> **WRITTEN PROBLEM**
Repeat each item below word for word, without changing anything.

─── RECORDS PROVIDED ───

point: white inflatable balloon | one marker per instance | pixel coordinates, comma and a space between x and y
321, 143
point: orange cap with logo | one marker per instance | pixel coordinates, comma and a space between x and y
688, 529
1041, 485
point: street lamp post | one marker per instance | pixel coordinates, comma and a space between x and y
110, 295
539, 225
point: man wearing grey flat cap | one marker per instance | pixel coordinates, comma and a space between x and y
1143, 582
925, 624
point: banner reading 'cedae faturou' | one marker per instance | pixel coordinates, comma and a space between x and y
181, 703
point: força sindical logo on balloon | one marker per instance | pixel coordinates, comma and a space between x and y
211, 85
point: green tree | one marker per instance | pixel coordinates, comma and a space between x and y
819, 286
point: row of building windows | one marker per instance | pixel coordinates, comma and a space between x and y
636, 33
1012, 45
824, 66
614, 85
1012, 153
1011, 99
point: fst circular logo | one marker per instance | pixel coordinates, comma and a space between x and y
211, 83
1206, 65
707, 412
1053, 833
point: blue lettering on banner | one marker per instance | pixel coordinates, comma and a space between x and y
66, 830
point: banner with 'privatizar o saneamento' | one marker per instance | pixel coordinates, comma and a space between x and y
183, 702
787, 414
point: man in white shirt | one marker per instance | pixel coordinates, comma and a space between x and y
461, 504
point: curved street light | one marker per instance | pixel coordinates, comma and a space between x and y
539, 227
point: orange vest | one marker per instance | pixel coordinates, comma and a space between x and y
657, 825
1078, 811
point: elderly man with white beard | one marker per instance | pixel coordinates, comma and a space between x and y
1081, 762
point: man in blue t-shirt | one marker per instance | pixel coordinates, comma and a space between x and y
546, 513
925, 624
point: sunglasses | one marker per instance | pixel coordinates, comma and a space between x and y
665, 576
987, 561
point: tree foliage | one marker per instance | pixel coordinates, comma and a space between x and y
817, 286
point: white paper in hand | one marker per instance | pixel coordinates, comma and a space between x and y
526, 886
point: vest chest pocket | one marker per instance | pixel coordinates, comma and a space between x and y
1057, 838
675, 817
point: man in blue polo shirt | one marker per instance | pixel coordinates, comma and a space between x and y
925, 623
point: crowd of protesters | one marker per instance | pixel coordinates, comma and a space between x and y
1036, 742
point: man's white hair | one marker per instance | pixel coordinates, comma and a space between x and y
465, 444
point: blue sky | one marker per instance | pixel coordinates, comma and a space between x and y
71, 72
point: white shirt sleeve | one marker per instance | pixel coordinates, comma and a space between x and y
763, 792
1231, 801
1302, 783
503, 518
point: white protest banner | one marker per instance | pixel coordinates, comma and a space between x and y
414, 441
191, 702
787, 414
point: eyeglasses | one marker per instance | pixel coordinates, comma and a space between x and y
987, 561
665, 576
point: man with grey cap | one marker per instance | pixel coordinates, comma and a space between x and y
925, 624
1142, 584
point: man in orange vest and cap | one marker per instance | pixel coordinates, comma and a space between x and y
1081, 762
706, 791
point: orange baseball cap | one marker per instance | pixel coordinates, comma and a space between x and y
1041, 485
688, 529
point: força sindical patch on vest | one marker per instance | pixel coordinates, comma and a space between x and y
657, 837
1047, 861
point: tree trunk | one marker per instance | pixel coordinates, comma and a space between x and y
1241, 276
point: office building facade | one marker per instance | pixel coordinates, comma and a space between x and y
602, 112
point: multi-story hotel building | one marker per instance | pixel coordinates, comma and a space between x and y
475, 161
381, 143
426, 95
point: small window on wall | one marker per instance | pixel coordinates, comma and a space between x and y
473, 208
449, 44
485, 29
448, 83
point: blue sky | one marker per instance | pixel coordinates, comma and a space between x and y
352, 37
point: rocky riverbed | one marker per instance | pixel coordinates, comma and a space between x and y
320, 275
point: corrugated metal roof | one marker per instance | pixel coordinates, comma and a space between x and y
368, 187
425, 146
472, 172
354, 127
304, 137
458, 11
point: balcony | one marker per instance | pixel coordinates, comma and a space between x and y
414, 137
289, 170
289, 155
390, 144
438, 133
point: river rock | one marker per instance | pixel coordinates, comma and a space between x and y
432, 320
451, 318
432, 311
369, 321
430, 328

───

> **TASK RESPONSE**
point: white inflatable balloon | one marker per instance | pixel coordinates, comma and a space between x and y
321, 143
point: orange cap with logo | one marker per instance | pixel coordinates, comma and a space between x and y
688, 529
1041, 485
point: street lamp post | one marker per instance | pixel coordinates, comma and a space between x and y
110, 295
539, 225
point: man wearing grey flat cap | one marker per instance | pixel coordinates, comma and a space between x and y
1143, 582
925, 624
point: banner reading 'cedae faturou' | one marker per instance | pixel coordinates, comma and a space between x and y
181, 703
point: força sindical logo on balloon | one marker per instance | pixel coordinates, comma and a space between x and y
211, 85
point: green tree | one marker per instance | pixel coordinates, comma and a space between x and y
819, 286
point: row of building windows | one marker per instance | pixel coordinates, comma and a space between x and y
636, 33
1012, 45
824, 66
614, 85
1012, 153
1011, 99
point: fst circular logo | one marker per instance | pixel coordinates, comma and a space between x and y
211, 83
1206, 65
707, 412
1053, 833
point: blue lettering on banner | one marker per instance | pixel coordinates, comma and a space between x and y
66, 830
point: banner with 'privatizar o saneamento' | one marker per instance | pixel coordinates, comma and a space between x and y
183, 702
787, 414
point: man in white shirt | one marker per instance | pixel coordinates, comma and a space between x and y
461, 504
point: curved street light | one marker per instance | pixel coordinates, comma and a space between x and y
539, 227
point: orange vest | one marker per instance | pixel coordinates, comma and a space between x and y
657, 825
1078, 811
point: elderly man with white beard | one marker per instance | pixel coordinates, comma and a space between x and y
1081, 762
point: man in blue t-shirt | one marker per instance | pixel coordinates, comma and a space between x and y
546, 513
925, 624
point: sunglasses | one marker per instance | pixel coordinates, comma and a space between x and y
665, 576
987, 561
point: tree foliage | one marker per instance | pixel coordinates, comma and a space between x and y
817, 286
point: white paper in hand | one marker per instance | pixel coordinates, comma and a space between x and y
526, 886
point: vest chest pocket | one marker per instance | pixel coordinates, comma and a space between x and y
1057, 838
675, 817
point: man in blue polo shirt | one marker per instance | pixel coordinates, comma and a space between x and y
925, 623
point: crowd of protesters | one marker per instance | pixel coordinates, comma and a space between x and y
1036, 742
point: man's white hair | one marker per instance | pixel coordinates, comma and a space between x and y
465, 444
point: blue sky | one marker per instance | pixel coordinates, comma and a space between x and y
71, 72
point: white shirt sleeve | one marker per instance | pixel coordinates, comma and a space between x and y
763, 792
1231, 801
1302, 783
503, 518
point: white protest banner | one marker per instance | pixel coordinates, comma and a space between x and y
414, 441
191, 702
787, 414
point: eyeglasses | one marker per instance | pixel coordinates, comma and a space between x and y
987, 561
665, 576
point: man with grey cap | one marker per instance | pixel coordinates, comma and a space between x and y
925, 624
1142, 584
point: man in orange vest and cap | one marker per instance | pixel coordinates, comma and a space between x and y
1081, 762
706, 791
point: orange baseball cap | one marker per instance | pixel coordinates, comma and a space between x and y
1041, 485
688, 529
point: força sindical patch on vest | one marker per instance | pixel coordinates, comma and a space between x and y
657, 837
1047, 861
point: tree trunk | one marker per instance | pixel coordinates, comma and a space between x and y
1241, 276
point: office building facade | one marker per instance | pixel coordinates, comma and a space between x and y
602, 112
point: multi-story hotel building | one marker per instance | pixel coordinates, comma and a space between x and y
475, 161
381, 143
426, 95
point: small window on wall | one marker per instance | pixel coordinates, comma and a space between x and y
473, 208
449, 44
485, 29
448, 83
point: blue sky | one marker per instance | pixel coordinates, comma and a space between x and y
352, 37
point: rocky riverbed | one marker per instance | pixel coordinates, comma and a space between x and y
320, 275
point: corrugated metal roof | one marker per instance | pixel coordinates, comma and a space between x and y
368, 187
425, 146
472, 172
354, 127
304, 137
458, 11
point: balcony | one marker per instance | pixel coordinates, comma and a space between x and y
414, 137
289, 170
289, 155
390, 144
438, 133
point: river rock | one marker per instance | pixel coordinates, comma and a space between x and y
432, 320
451, 318
432, 311
369, 321
430, 328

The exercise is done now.